__Goal__
Extract every line in the rows below that contains the word "sidewalk". Uppercase and lowercase count as different letters.
::: Data lines :::
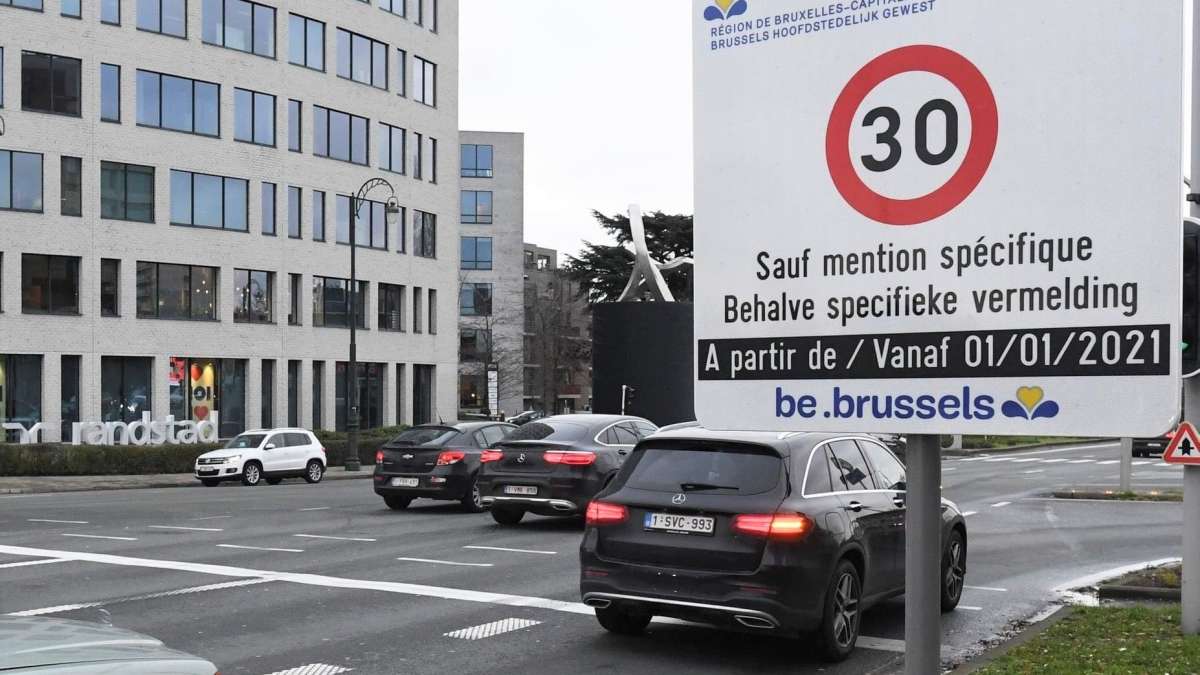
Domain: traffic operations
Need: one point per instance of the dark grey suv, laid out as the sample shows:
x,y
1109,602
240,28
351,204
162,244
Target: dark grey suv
x,y
791,533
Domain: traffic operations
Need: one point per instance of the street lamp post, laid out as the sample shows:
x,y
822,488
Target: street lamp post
x,y
391,209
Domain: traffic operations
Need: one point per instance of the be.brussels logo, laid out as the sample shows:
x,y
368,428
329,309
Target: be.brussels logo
x,y
721,10
1031,404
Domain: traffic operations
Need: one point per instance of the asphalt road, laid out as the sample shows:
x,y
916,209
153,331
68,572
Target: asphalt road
x,y
274,579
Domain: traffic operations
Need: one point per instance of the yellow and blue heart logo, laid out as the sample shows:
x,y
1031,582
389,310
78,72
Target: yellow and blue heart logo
x,y
721,10
1031,404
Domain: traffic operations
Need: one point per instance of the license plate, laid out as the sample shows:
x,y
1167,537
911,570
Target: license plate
x,y
679,524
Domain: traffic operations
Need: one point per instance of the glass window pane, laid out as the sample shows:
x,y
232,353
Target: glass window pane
x,y
180,197
148,99
235,203
208,191
208,108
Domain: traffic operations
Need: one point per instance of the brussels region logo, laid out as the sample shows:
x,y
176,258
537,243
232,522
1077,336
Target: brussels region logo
x,y
721,10
1031,404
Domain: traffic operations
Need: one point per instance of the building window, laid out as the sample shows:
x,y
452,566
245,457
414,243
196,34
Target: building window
x,y
425,82
253,117
109,93
477,252
475,299
391,308
306,42
294,196
425,234
269,209
51,83
477,207
71,186
361,59
474,345
294,285
168,17
318,215
391,148
201,199
241,25
109,287
477,161
331,303
125,389
177,292
370,225
111,12
340,136
49,284
252,293
126,192
295,117
418,311
179,103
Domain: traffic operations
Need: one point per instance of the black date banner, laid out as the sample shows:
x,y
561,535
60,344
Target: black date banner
x,y
1036,352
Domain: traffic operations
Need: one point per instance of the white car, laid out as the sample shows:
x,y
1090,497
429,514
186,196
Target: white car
x,y
264,454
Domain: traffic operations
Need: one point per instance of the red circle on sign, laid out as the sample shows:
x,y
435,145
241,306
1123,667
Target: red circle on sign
x,y
984,132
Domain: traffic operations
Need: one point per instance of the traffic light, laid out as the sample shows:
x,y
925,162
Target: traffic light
x,y
1191,335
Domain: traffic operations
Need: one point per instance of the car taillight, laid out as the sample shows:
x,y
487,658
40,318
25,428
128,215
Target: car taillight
x,y
570,459
784,526
450,457
604,513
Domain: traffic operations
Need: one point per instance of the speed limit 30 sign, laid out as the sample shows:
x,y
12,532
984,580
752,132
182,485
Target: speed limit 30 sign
x,y
939,215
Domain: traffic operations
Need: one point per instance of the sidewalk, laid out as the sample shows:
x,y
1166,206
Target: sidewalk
x,y
30,484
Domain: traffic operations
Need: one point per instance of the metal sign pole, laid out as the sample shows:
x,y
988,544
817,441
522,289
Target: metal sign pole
x,y
923,556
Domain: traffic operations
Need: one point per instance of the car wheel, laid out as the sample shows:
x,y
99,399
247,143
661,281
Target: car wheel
x,y
251,473
507,515
473,501
315,471
397,503
841,619
623,622
954,571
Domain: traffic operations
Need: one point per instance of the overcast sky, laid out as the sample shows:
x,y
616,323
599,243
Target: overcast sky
x,y
603,93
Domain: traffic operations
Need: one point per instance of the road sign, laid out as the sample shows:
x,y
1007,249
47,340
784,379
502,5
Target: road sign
x,y
1185,446
939,216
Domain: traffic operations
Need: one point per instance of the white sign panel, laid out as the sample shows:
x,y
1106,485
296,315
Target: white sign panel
x,y
953,216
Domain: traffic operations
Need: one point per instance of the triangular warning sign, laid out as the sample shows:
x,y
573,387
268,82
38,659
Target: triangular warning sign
x,y
1185,446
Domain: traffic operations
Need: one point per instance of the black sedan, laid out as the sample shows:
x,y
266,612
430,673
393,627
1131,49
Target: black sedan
x,y
791,533
553,466
436,463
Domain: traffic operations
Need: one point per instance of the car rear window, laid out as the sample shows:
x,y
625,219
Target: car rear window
x,y
708,469
552,430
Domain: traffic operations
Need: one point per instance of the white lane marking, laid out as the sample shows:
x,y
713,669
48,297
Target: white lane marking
x,y
259,549
31,562
510,550
313,669
334,538
189,591
102,537
491,629
445,562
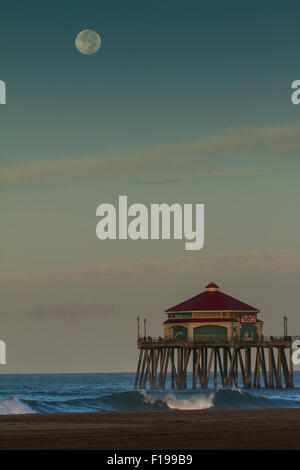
:::
__Answer to the problem__
Need: one point per instance of the sidewalk, laid out as the sample shows:
Target: sidewalk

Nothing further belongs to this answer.